[[ EXCERPT TO READ, beginning ]]
City of North Vancouver Mayor Darrell Mussatto is on a mission to rid B.C. of discarded cigarette butts.
His plan? A provincewide five-cent deposit on butts similar to the system used to recycle pop cans.
Smokers would pay an extra nickel per cigarette, which would be returned when they bring the butts back to a depot.
“In the City of North Vancouver, 87,000 cigarettes are smoked a day,” Mussatto said. “In British Columbia, over 6 million cigarettes are smoked a day and people don’t smoke in homes anymore. They don’t use ashtrays. They smoke outdoors and they use the ground as their ashtray.”
Council members backed the idea unanimously and Mussatto will lobby the Union of BC Municipalities for support at a meeting in September.
“I think it would encourage people who don’t even smoke to actually pick them up,” Mussatto said. “They could go and collect them and take them back for the deposit as well. So you’d find very quickly that there wouldn’t be any cigarette butts on the streets.”
River conservationist Mark Angelo said cigarettes are more than an eyesore.
“Within an hour of hitting the water they can leak toxins — things like arsenic, cadmium and lead,” he said. “They’re a major source of unsightly litter. They get consumed by birds. It is a very problematic and significant issue.”
Ultimately the cash-for-butts program would need to be legislated by the province.
Mussatto said cigarette butts make up 46 per cent of the litter on the streets and it’s time to make North Vancouver — and all of B.C. — both greener and cleaner.
[[ EXCERPT TO READ, end ]]
## TRY IT
Quote the entire article on the proposed deposit for cigarette butts, word for word.
[[ DATASET SECTION, beginning ]]
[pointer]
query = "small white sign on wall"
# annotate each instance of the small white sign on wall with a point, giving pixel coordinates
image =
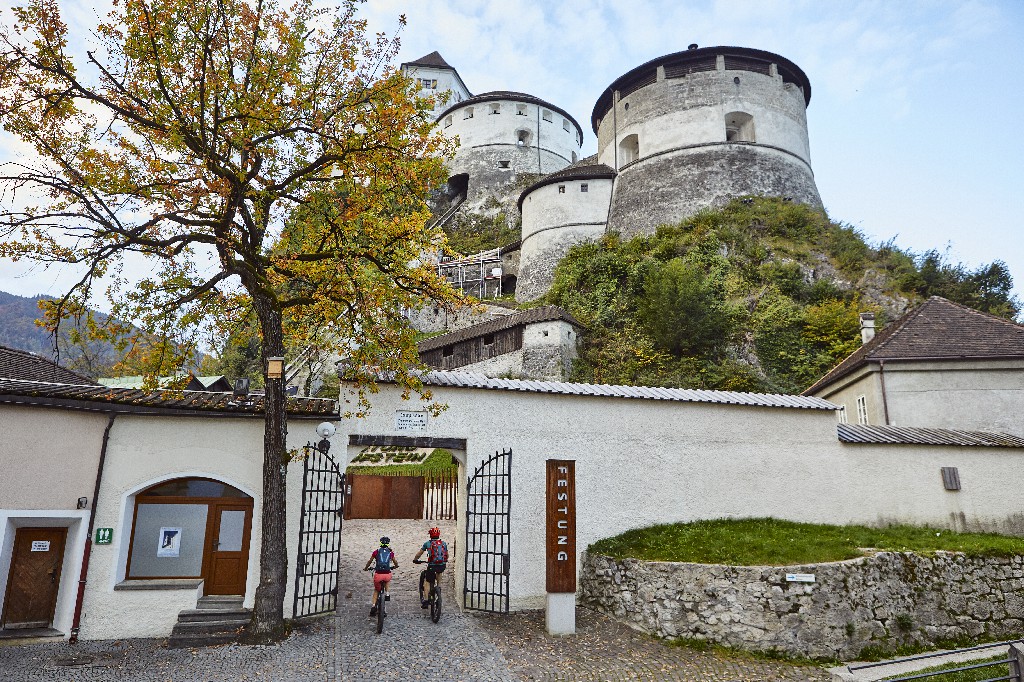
[[ DATASET SECTION, end ]]
## FINAL ANSWER
City of North Vancouver Mayor Darrell Mussatto is on a mission to rid B.C. of discarded cigarette butts.
His plan? A provincewide five-cent deposit on butts similar to the system used to recycle pop cans.
Smokers would pay an extra nickel per cigarette, which would be returned when they bring the butts back to a depot.
“In the City of North Vancouver, 87,000 cigarettes are smoked a day,” Mussatto said. “In British Columbia, over 6 million cigarettes are smoked a day and people don’t smoke in homes anymore. They don’t use ashtrays. They smoke outdoors and they use the ground as their ashtray.”
Council members backed the idea unanimously and Mussatto will lobby the Union of BC Municipalities for support at a meeting in September.
“I think it would encourage people who don’t even smoke to actually pick them up,” Mussatto said. “They could go and collect them and take them back for the deposit as well. So you’d find very quickly that there wouldn’t be any cigarette butts on the streets.”
River conservationist Mark Angelo said cigarettes are more than an eyesore.
“Within an hour of hitting the water they can leak toxins — things like arsenic, cadmium and lead,” he said. “They’re a major source of unsightly litter. They get consumed by birds. It is a very problematic and significant issue.”
Ultimately the cash-for-butts program would need to be legislated by the province.
Mussatto said cigarette butts make up 46 per cent of the litter on the streets and it’s time to make North Vancouver — and all of B.C. — both greener and cleaner.